Instructions to follow:
Answer these questions using the single-cell RNA-seq event page.
1. What room is given?
2. What dates are listed for Datapalooza?
3. Which three unsupervised clustering methods are named as examples?

Date/Time: Nov 7th 9am - Nov 8th (midnight)
Room: MR5 3005
Datapalooza: Nov 9th-10th (Th-Fr)
Single-cell RNA-seq (scRNA-seq) has now become routine, and there are hundreds of published datasets of single-cell RNA-seq data in various biological systems. One of the key applications of scRNA-seq is to separate cell types. For example, studies may identify novel cell types that previously have been hidden due to population averaging; or, some studies use data to classify individual cells as cancer cells or normal cells, leading to cleaner expression profiles.
A typical analysis uses an unsupervised clustering (like t-SNE, PCA, or MDS) to visualize the high-dimensional expression data and identify clusters of individual cells. These clusters are then annotated post-hoc based on their gene expression patterns. Most effort has been in unsupervised analysis of scRNA-seq data, and the features that define the differences in classification are then derived from the factors used in the cluster, but a supervised approach could provide a better way to identify salient features.

Referring expression data:

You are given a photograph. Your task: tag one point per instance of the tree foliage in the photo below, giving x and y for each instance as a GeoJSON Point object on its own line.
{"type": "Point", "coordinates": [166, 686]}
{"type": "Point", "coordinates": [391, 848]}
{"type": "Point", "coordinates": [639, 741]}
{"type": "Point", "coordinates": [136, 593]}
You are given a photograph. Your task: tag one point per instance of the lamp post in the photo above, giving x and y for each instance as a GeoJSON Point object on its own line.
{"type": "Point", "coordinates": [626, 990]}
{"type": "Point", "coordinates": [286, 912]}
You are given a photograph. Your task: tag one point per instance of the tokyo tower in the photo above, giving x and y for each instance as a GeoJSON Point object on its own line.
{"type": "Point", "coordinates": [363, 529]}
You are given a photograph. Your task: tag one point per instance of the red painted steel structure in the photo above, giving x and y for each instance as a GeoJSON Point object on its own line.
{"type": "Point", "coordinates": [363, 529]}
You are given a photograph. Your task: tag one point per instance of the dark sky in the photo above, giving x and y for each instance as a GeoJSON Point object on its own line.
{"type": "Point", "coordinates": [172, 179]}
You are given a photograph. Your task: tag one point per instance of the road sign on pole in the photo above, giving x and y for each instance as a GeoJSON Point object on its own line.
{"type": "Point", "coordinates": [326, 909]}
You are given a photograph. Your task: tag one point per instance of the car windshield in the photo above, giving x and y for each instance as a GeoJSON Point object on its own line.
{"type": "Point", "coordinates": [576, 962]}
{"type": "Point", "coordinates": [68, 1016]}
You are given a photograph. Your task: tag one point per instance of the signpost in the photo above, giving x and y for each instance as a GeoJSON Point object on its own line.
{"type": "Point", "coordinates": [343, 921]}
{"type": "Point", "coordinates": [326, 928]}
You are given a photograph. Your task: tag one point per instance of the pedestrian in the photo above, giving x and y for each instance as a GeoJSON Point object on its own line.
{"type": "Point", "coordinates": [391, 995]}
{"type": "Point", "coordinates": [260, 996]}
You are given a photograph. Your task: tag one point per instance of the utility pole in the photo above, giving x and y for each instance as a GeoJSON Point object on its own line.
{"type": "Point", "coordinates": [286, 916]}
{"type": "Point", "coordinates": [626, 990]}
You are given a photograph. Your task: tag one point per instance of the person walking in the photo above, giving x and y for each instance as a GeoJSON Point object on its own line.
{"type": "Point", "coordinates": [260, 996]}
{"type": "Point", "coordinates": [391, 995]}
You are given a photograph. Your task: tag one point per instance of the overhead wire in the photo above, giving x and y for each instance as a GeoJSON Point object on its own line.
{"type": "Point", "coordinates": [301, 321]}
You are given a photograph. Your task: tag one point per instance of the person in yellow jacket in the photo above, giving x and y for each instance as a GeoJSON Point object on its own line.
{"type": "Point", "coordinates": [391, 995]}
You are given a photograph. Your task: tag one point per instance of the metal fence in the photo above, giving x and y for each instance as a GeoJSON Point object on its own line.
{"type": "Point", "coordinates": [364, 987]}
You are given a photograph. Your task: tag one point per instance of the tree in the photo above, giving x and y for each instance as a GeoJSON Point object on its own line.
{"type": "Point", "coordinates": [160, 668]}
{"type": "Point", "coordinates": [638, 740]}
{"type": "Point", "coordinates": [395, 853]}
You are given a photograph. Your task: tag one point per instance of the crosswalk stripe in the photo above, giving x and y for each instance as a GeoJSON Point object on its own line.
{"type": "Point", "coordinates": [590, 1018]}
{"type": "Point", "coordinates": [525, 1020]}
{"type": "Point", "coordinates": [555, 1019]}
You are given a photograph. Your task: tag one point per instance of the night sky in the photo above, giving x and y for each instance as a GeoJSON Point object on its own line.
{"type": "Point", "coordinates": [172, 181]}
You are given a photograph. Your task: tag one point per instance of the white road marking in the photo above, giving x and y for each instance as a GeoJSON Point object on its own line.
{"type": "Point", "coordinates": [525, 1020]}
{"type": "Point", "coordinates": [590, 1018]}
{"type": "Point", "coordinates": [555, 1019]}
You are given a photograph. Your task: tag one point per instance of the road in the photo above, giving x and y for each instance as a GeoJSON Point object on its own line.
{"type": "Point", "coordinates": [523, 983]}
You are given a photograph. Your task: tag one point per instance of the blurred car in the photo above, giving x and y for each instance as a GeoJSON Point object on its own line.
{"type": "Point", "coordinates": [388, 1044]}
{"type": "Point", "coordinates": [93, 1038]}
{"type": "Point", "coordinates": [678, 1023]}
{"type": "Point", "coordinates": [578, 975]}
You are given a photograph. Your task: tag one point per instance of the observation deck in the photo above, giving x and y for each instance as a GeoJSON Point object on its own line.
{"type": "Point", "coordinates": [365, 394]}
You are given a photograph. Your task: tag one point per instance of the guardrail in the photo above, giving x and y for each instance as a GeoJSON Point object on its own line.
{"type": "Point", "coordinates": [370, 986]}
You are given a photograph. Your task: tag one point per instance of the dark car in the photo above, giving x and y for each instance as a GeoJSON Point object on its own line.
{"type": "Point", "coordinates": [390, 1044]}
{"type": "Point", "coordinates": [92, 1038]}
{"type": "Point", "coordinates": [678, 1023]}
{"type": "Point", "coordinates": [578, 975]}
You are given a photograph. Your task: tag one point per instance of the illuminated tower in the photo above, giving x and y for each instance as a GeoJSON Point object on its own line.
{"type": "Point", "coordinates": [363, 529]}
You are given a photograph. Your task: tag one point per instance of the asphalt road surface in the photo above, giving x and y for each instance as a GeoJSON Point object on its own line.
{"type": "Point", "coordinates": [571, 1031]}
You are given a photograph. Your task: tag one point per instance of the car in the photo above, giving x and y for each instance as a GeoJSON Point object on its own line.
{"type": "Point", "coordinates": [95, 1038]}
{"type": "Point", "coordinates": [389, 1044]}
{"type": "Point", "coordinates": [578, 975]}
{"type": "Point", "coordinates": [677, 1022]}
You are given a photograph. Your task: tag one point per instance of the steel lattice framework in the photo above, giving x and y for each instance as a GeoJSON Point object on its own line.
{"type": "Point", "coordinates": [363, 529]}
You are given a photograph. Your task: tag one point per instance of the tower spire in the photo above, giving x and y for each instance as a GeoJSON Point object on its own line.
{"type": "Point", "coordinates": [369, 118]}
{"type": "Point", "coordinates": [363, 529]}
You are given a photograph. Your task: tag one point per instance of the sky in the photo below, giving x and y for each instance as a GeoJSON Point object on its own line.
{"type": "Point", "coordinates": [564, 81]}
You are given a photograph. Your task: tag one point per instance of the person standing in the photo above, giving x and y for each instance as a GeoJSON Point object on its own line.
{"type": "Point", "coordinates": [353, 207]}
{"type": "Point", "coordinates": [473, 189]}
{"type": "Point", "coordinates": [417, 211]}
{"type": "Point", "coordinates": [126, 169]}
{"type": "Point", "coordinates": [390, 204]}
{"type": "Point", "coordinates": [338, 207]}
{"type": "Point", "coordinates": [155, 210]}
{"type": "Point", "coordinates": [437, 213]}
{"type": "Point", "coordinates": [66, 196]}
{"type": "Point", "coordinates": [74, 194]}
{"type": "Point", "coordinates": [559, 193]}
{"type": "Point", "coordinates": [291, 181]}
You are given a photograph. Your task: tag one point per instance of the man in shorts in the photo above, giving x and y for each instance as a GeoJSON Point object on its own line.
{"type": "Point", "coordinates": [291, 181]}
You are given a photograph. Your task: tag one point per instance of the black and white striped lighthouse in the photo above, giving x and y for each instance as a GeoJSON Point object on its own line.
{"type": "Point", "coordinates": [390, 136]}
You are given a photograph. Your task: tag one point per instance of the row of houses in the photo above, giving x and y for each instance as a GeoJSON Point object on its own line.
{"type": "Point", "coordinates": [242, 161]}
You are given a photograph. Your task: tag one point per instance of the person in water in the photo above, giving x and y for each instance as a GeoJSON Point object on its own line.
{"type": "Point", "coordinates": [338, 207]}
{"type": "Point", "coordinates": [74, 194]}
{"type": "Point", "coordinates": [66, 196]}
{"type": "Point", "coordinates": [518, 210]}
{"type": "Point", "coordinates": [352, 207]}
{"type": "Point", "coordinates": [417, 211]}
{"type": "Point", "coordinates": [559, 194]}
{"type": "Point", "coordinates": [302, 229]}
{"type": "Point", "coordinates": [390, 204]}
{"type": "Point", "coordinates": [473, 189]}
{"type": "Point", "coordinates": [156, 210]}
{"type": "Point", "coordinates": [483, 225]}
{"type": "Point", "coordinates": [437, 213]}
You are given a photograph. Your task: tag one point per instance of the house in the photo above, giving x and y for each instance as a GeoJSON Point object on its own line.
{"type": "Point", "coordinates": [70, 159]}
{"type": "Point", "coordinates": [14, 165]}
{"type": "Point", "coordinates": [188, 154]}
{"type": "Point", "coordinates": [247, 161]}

Task solution:
1. MR5 3005
2. Nov 9th-10th (Th-Fr)
3. t-SNE, PCA, and MDS